● **Task goal**: Convert the part of the entries that opens with the line containing "Query: wooden door" and closes with the line containing "Give the mask of the wooden" into a numbered list, leaving out any blank lines.

———

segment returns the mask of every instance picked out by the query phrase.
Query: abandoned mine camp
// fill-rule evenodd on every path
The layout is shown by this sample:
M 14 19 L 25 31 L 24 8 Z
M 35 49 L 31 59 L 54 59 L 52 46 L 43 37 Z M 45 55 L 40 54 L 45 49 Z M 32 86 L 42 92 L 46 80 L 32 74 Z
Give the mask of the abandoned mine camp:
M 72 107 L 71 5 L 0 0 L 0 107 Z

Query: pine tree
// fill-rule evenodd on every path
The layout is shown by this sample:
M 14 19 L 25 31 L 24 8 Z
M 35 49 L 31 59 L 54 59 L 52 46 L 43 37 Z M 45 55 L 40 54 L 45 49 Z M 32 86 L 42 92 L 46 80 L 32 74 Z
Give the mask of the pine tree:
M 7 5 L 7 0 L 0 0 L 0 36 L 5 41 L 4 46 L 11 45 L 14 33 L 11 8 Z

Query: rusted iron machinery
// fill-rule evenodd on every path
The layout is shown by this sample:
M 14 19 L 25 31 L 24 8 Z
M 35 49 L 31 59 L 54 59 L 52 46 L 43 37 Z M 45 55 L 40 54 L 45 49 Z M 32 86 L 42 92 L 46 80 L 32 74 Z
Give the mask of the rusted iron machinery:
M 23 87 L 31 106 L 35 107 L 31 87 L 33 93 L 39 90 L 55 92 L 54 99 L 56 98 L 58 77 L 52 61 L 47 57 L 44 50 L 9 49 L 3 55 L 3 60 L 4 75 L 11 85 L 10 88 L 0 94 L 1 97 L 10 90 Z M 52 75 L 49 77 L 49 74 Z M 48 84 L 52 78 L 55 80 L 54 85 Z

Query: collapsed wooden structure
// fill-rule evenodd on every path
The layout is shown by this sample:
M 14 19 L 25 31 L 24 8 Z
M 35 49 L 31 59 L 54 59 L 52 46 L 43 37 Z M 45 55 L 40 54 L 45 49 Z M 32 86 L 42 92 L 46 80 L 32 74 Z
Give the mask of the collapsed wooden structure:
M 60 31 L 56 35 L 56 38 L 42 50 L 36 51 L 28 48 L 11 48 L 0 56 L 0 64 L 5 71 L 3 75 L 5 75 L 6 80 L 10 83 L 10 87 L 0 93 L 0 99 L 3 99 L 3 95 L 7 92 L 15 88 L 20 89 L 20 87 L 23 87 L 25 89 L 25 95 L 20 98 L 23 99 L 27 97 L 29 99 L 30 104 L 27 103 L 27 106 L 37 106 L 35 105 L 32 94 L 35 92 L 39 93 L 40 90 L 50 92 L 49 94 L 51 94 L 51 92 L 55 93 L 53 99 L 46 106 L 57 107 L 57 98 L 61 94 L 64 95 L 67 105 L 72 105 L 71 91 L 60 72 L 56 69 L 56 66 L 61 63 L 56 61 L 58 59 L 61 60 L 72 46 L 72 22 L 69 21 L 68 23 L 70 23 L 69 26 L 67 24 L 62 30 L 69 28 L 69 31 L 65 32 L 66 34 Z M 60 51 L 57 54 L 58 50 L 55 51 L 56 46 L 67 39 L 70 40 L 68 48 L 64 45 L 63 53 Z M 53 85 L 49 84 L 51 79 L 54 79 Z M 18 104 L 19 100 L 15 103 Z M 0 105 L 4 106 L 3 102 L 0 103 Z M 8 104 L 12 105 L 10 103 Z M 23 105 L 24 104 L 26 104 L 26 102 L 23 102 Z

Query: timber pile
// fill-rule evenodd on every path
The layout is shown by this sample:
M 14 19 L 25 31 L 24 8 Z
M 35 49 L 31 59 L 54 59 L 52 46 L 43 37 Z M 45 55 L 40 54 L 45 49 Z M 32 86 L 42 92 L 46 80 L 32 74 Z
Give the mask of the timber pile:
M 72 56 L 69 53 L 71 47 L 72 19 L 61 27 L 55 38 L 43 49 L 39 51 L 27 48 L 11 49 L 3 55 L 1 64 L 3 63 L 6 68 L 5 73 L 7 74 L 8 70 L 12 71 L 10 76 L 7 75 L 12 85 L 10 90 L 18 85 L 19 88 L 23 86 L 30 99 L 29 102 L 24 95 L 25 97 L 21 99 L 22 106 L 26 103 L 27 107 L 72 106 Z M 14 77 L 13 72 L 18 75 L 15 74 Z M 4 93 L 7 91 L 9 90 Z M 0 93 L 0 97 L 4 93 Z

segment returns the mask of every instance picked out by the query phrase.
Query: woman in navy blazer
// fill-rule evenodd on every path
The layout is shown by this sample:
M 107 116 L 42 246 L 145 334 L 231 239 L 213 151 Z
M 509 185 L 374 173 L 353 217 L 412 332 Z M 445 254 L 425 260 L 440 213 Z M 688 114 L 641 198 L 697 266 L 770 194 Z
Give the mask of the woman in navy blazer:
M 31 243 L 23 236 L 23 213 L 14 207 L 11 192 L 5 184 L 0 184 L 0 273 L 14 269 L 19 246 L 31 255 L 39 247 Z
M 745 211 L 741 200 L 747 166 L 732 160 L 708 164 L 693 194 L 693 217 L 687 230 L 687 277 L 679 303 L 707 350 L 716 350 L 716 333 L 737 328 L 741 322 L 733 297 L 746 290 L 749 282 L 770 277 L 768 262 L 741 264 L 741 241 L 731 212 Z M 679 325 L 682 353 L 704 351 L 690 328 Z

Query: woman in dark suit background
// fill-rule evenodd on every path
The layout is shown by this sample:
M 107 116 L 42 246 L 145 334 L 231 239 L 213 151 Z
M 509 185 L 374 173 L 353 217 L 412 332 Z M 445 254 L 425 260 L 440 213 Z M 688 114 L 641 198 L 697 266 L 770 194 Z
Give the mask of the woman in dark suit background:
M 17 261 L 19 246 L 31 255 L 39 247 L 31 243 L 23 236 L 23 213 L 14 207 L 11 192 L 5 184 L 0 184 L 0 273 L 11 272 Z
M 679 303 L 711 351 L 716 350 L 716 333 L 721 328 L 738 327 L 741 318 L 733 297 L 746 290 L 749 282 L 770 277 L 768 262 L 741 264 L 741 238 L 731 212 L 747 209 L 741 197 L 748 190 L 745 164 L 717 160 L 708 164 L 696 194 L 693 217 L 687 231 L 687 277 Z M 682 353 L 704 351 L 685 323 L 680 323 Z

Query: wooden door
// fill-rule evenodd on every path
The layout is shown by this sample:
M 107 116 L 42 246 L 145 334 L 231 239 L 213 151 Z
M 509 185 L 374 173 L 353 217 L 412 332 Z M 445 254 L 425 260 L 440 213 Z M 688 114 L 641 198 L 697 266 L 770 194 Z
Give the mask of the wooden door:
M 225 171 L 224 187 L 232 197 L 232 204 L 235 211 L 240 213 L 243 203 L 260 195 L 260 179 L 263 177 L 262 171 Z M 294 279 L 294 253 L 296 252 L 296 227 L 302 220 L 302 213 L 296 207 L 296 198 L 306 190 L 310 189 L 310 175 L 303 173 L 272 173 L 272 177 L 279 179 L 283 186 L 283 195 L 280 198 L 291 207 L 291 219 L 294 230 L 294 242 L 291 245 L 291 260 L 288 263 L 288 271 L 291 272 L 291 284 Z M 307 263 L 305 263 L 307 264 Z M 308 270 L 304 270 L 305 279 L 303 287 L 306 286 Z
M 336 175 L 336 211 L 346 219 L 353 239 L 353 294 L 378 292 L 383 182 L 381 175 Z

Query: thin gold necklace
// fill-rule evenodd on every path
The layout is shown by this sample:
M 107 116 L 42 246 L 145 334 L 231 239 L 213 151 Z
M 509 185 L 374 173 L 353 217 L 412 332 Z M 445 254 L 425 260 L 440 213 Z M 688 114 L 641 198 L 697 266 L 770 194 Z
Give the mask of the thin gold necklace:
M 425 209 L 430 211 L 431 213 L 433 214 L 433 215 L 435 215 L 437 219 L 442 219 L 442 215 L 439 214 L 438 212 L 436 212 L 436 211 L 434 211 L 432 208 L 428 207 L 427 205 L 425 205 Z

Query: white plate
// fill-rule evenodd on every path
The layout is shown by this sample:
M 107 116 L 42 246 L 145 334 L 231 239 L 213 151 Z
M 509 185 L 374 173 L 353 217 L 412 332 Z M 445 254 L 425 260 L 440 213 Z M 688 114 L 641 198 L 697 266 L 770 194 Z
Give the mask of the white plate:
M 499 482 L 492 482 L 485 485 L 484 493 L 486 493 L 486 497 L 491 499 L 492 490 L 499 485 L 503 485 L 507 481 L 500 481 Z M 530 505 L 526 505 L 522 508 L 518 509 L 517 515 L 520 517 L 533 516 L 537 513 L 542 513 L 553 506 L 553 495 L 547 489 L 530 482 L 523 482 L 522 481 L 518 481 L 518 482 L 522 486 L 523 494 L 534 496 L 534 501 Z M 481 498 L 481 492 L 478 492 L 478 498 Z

———

● **Written answer**:
1. Query: wooden door
2. // fill-rule evenodd on every path
3. The layout is shown by this sample:
4. M 107 116 L 42 246 L 145 334 L 231 239 L 213 151 Z
5. M 509 185 L 374 173 L 353 217 L 412 332 Z M 445 254 L 425 260 L 440 213 Z M 688 114 L 641 198 L 697 266 L 770 194 Z
6. Give the mask of the wooden door:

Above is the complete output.